Let $T_{i,j}$ denote the expected time taken to get $j$ distinct coupons given that one already has $i$ distinct coupons. Say that we have $n$ distinct coupons, then I want to find a recurrence involving $T_{i,j}$ and $T_{i+1,j}.$
I thought of the following: If one has $i$ distinct coupons then one could first get $1$ distinct coupon in expected time $T_{i,i+1}$ and then get the remaining $j-1$ distinct coupons in expected time $T_{i+1,j-1}.$ Thus giving us the following recurrence:
$$T_{i,j}=T_{i,i+1}+T_{i+1,j-1}.$$
If this is correct, then I want to write a recursive program to get values for $T_{i,j}$ and so I thought of the following base cases:
$$T_{i,i} = 0,T_{i,0}=0,T_{0,j} = jH_{j}$$
where $H_j$ is the $j$'th Harmonic number. I don't know if this is correct, so any inputs will be much appreciated.
I want to clarify the notation: I will write that $T_{i,j}$ is the expected time taken to hold $i + j$ distinct coupons in total given that one already holds $i$ distinct coupons. You use both this definition and the definition "$T_{i,j}$ is the time to get $j$ distinct coupons in total given that one has $i$ distinct coupons" in your recurrence formula. Using the first definition the recurrence formula generated from conditioning on getting a single new distinct coupon would be $$T_{i,j} = T_{i,1} + T_{i+1,j-1},$$ and with the second definition it would be $$T_{i,j} = T_{i,i+1} + T_{i+1,j}.$$ As I write this, yours is a mixture of both. I'm assuming that you meant the first definition since you mentioned the term $T_{i+1,j-1}$ specifically in your question.
Let $S_{i,j}$ be the (random) time taken to get $i + j$ distinct coupons given that one already has $i$ distinct coupons. Then $$S_{i,j} = S_{i, 1} + S_{i+1, j-1}$$ because we must reach $i + 1$ distinct coupons before we reach $j$ coupons (unless $j = 1$ in which case $S_{i +1 , j - 1} = 0$).
The recurrence $T_{i,j} = T_{i, 1} + T_{i + 1,j-1}$ is correct because $\mathbb{E}(S_{i,j}) = T_{i,j}$, and so $$T_{i,j} = \mathbb{E}(S_{i,j}) = \mathbb{E}(S_{i, 1}) + \mathbb{E}(S_{i + 1,j-1}) = T_{i,j} + T_{i+1,j-1}.$$
I agree that $T_{i,0} = 0$ and that $T_{0,j} = jH_j$. We also have $T_{i,1} = n/(n - i)$, since the distribution of coupons drawn is geometric with parameter $(n - i)/n$.
A solution to the recurrence in terms of the Harmonic numbers is given by $$T_{i,j} = T_{i, 1} + T_{i + 1,j-1} \qquad \qquad \qquad \qquad \qquad \thinspace \thinspace \thinspace \thinspace \thinspace \thinspace \thinspace$$ $$ = T_{i, 1} + T_{i + 1, 1} + T_{i + 2,j - 2} \qquad \qquad \qquad \thinspace \thinspace \thinspace \thinspace \thinspace$$ $$ = T_{i, 1} + T_{i + 1, 1} + \cdots + T_{i + j - 1, 1} \qquad \qquad \thinspace \thinspace \thinspace \thinspace \thinspace$$ $$ = \frac{n}{n - i} + \frac{n}{n - i - 1} + \cdots + \frac{n}{n - i - j + 1}$$ $$ = n(H_{n - i} - H_{n - i - j}). \qquad \qquad \qquad \thinspace \thinspace \thinspace \thinspace \thinspace \thinspace \thinspace \thinspace \thinspace \thinspace \thinspace \thinspace \thinspace \thinspace$$

## [WHAT IS REQUIRED]
Please print the passage of the coupon recurrence thread starting with "I want to clarify" and going on through "in your question.", word for word.

Boundary labeling items
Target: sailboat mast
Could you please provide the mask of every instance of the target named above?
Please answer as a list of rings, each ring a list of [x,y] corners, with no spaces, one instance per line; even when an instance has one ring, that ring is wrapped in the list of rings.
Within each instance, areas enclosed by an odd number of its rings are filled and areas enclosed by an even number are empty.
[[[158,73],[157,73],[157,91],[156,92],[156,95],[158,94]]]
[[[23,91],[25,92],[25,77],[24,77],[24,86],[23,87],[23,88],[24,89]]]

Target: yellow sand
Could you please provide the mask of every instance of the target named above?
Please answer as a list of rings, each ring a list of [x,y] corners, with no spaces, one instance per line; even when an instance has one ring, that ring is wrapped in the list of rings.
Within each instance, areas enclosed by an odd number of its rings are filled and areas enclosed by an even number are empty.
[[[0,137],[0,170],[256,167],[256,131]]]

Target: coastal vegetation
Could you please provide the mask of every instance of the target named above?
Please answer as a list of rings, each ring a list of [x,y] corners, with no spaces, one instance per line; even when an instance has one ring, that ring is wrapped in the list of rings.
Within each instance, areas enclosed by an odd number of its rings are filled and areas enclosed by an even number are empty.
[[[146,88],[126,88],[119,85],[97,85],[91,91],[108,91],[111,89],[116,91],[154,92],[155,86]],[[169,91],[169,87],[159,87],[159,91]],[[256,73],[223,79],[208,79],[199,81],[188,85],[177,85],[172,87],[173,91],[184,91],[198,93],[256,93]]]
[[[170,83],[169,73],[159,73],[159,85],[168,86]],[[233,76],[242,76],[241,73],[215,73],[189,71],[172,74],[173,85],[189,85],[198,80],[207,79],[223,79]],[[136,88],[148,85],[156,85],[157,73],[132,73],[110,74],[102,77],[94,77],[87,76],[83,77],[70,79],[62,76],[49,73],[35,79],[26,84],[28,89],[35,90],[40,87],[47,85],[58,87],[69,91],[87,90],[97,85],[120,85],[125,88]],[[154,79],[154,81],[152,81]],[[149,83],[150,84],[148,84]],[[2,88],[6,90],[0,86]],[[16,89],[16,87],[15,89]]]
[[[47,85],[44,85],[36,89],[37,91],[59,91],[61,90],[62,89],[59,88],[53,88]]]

## [RESPONSE FOR THIS EXERCISE]
I want to clarify the notation: I will write that $T_{i,j}$ is the expected time taken to hold $i + j$ distinct coupons in total given that one already holds $i$ distinct coupons. You use both this definition and the definition "$T_{i,j}$ is the time to get $j$ distinct coupons in total given that one has $i$ distinct coupons" in your recurrence formula. Using the first definition the recurrence formula generated from conditioning on getting a single new distinct coupon would be $$T_{i,j} = T_{i,1} + T_{i+1,j-1},$$ and with the second definition it would be $$T_{i,j} = T_{i,i+1} + T_{i+1,j}.$$ As I write this, yours is a mixture of both. I'm assuming that you meant the first definition since you mentioned the term $T_{i+1,j-1}$ specifically in your question.